# Exercise aim
Return each line of the listing exactly as written.

# Records shown
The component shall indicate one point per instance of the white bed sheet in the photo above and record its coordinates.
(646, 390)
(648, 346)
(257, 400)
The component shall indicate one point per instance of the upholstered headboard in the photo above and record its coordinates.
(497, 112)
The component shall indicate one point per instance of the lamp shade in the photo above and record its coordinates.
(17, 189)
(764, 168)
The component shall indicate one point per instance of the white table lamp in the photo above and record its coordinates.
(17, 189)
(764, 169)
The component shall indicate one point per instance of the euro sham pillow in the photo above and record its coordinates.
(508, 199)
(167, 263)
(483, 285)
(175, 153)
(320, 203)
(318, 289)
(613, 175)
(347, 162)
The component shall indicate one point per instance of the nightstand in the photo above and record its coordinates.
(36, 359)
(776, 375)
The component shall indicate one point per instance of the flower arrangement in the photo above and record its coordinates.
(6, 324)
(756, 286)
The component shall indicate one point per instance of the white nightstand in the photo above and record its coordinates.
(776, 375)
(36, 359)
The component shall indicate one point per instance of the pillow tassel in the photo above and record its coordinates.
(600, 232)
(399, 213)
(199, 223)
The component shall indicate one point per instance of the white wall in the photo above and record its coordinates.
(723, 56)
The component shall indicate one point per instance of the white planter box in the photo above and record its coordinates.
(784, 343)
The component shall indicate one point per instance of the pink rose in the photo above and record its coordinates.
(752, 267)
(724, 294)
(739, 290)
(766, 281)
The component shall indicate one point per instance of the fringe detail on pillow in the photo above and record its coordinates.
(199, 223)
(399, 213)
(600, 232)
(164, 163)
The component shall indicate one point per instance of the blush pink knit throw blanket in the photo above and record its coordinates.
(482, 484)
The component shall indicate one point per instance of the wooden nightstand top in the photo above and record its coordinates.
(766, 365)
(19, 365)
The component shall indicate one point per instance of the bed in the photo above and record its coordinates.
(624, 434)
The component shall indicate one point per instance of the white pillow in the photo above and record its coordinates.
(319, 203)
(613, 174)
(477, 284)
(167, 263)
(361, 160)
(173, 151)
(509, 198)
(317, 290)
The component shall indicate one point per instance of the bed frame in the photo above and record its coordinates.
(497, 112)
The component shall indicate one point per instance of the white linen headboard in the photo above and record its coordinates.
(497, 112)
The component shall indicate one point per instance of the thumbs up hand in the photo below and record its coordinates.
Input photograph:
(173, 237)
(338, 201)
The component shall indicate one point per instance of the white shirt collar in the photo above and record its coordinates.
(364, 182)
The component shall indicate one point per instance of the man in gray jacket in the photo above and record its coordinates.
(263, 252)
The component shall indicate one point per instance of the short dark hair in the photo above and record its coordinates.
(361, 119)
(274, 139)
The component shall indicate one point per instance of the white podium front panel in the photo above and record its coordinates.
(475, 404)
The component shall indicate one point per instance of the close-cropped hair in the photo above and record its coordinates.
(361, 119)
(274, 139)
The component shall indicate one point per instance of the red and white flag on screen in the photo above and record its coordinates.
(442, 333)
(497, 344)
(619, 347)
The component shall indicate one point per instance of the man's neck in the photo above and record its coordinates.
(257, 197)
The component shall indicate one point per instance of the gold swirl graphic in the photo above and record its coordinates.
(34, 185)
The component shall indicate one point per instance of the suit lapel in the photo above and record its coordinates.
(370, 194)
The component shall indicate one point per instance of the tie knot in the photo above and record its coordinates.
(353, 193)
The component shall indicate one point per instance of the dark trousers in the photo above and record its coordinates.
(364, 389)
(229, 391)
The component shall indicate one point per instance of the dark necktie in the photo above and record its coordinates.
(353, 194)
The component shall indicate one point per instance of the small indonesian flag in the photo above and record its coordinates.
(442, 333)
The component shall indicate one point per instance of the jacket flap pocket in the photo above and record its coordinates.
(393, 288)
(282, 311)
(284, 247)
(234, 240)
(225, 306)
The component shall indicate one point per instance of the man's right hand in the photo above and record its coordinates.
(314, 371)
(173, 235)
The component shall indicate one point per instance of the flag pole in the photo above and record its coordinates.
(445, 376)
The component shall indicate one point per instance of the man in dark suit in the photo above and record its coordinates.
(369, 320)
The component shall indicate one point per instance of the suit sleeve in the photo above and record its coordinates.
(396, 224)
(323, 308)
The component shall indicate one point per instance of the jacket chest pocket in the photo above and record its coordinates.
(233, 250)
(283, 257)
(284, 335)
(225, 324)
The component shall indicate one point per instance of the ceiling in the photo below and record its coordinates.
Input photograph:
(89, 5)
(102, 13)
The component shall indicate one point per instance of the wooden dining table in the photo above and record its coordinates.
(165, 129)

# Solution to the problem
The component shall indicate one point per instance of the white bed sheet in the photo above and record its coordinates.
(646, 390)
(648, 346)
(257, 400)
The component shall indicate one point per instance of the upholstered headboard in the photo above and record its coordinates.
(497, 112)
The component shall indicate one point per instance of the lamp shade in the photo above and record its coordinates.
(17, 189)
(764, 168)
The component shall indicate one point per instance of the white table lamp in the photo above and record its coordinates.
(17, 189)
(764, 169)
The component shall indicate one point per instance of the euro sham pillow in the photo above and record its coordinates.
(508, 199)
(167, 263)
(483, 285)
(175, 153)
(320, 203)
(318, 289)
(613, 175)
(347, 162)
The component shall indicate one point per instance of the nightstand in the photo above and record its coordinates.
(36, 359)
(776, 375)
The component shall indicate one point per instance of the flower arrangement in the photo above and record its coordinates.
(6, 324)
(756, 286)
The component shall indicate one point per instance of the white nightstand in the photo above and record its coordinates.
(776, 375)
(36, 359)
The component shall indicate one point per instance of the pillow tassel in the photo above and record its coordinates.
(600, 232)
(399, 213)
(199, 223)
The component shall indicate one point per instance of the white wall in the photo above and record its coordinates.
(723, 56)
The component shall indicate one point per instance of the white planter box in the photo above and record its coordinates.
(784, 343)
The component shall indicate one point per instance of the pink rose in the photo above and record its coordinates.
(752, 267)
(724, 294)
(739, 290)
(766, 281)
The component shall indicate one point per instance of the fringe detail on pillow in the photo above and record its coordinates.
(199, 223)
(399, 213)
(600, 232)
(164, 163)
The component shall indicate one point per instance of the blush pink knit throw blanket in the photo above and record its coordinates.
(482, 484)
The component shall indicate one point per instance of the wooden nightstand top in the photo above and record its coordinates.
(766, 365)
(19, 365)
The component shall indicate one point per instance of the bed in the photo above and record its coordinates.
(624, 434)
The component shall indicate one point per instance of the white pillow in the photo above and record its coordinates.
(319, 203)
(613, 174)
(477, 284)
(167, 263)
(361, 160)
(173, 151)
(509, 198)
(317, 290)
The component shall indicate one point per instance of the bed frame in the photo above and record its coordinates.
(497, 112)
The component shall indicate one point per instance of the white linen headboard in the photo above and record its coordinates.
(497, 112)
The component shall indicate one point per instance of the thumbs up hand in the photo below and record its coordinates.
Input photograph:
(173, 237)
(338, 201)
The component shall indicate one point per instance of the white shirt collar in the photo above and record its coordinates.
(364, 182)
The component shall indicate one point per instance of the man in gray jacket in the photo above and record its coordinates.
(263, 252)
The component shall indicate one point per instance of the short dark hair in the photo above and record its coordinates.
(361, 119)
(274, 139)
The component shall indicate one point per instance of the white podium front panel in the photo above and record its coordinates.
(475, 404)
The component shall indicate one point per instance of the close-cropped hair in the photo above and record its coordinates.
(361, 119)
(274, 139)
The component shall indicate one point per instance of the red and white flag on screen in the photo above and record its coordinates.
(442, 333)
(497, 344)
(619, 347)
The component shall indicate one point per instance of the man's neck in the photo above and record its coordinates.
(257, 197)
The component shall indicate one point per instance of the gold swirl graphic in the photo above and record its coordinates.
(34, 185)
The component shall indicate one point per instance of the suit lapel in the photo above and record its coordinates.
(370, 194)
The component shall indicate one point per instance of the tie knot in the photo above and record its coordinates.
(353, 193)
The component shall indicate one point per instance of the dark trousers in the photo above and record its coordinates.
(364, 389)
(229, 391)
The component shall indicate one point per instance of the dark necktie in the photo above and record its coordinates.
(353, 194)
The component shall indicate one point per instance of the small indonesian flag in the photo above and record its coordinates.
(442, 333)
The component shall indicate one point per instance of the jacket flap pocket in the photo above and record its coordinates.
(393, 288)
(282, 311)
(284, 247)
(234, 240)
(225, 306)
The component shall indicate one point per instance of the man's right hand in the photo above and record its coordinates.
(314, 371)
(173, 235)
The component shall indicate one point per instance of the flag pole in the photo above and record its coordinates.
(445, 376)
The component shall indicate one point per instance of the man in dark suit in the photo above and record its coordinates.
(369, 320)
The component shall indicate one point per instance of the suit sleeve in the photo above and record its coordinates.
(396, 224)
(323, 308)
The component shall indicate one point per instance of the jacket chest pocket in the photo above and record its coordinates.
(233, 250)
(283, 257)
(284, 335)
(225, 324)
The component shall indicate one point per instance of the ceiling in the photo below and record its coordinates.
Input photograph:
(89, 5)
(102, 13)
The component shall indicate one point per instance of the wooden dining table in the photo above and record its coordinates.
(165, 129)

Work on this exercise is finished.